Ginocchia, caviglie, tendine di Achille, crociato. Il corpo non sta reggendo più il ritmo della testa e del cuore. Il guerriero si abbandona lentamente al suo fisico. Sprazzi d’orgoglio evitano che la sua fine non sia pienamente ingloriosa. Non aiuta la squadra, che crolla pezzo dopo pezzo, lasciando Kobe da solo, ma questa volta incapace di trainare la carcassa di quella che fino a pochi anni prima era una delle squadre più eccitanti della Lega.
L’ultimo toccante gesto d’amore verso il suo sport.

Tutti l’omaggiano. Lui cerca di ringraziare come può, cercando di fare al meglio quello che ha dimostrato saper fare magistralmente: giocare a Pallacanestro.
Philadelphia si alza tutta dopo averlo fischiato per anni, Boston, che gli ha rubato la gioia del Titolo dopo una stagione da MVP, gli dona parte del parquet del Garden. Jordan gli prepara un videomessaggio per l’ultima partita a Charlotte.
Ci siamo. Siamo pronti. Lui è pronto. Ma vuole ancora l’ultima parola.

13 Aprile 2016. 60 punti nell’ultima partita in carriera. Non è un essere umano. Non è come noi.

Lui è Kobe Bean Bryant. The Black Mamba.

* [Dati archiviati]:
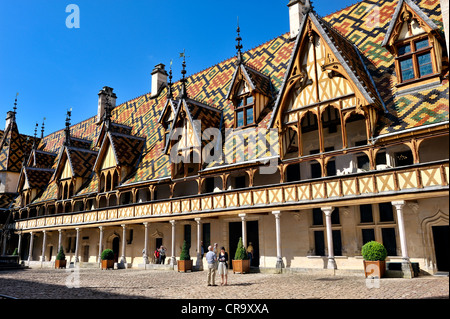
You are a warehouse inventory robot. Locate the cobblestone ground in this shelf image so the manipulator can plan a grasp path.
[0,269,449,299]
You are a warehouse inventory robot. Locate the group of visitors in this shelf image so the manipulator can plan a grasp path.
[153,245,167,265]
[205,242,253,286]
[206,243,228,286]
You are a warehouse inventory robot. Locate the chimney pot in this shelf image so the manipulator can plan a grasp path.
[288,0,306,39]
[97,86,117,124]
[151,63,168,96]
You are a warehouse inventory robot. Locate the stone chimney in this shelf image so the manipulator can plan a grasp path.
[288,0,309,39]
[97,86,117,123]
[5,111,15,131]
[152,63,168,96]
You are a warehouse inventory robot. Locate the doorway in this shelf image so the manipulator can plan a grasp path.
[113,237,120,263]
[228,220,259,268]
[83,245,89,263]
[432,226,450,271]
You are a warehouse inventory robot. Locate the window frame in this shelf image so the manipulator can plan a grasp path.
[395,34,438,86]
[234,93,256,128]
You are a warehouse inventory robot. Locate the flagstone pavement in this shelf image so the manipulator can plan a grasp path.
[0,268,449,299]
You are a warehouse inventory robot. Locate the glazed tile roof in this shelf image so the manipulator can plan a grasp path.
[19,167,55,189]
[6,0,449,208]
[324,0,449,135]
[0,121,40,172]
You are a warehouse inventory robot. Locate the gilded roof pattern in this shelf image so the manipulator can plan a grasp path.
--
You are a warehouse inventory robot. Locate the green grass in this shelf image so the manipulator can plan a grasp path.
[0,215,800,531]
...
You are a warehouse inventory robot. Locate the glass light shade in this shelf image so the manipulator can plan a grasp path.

* [Dettagli del compito]: Secondo il documento su Kobe Bryant, che cosa gli dona Boston?

* [Soluzione del problema]: Gli dona parte del parquet del Garden.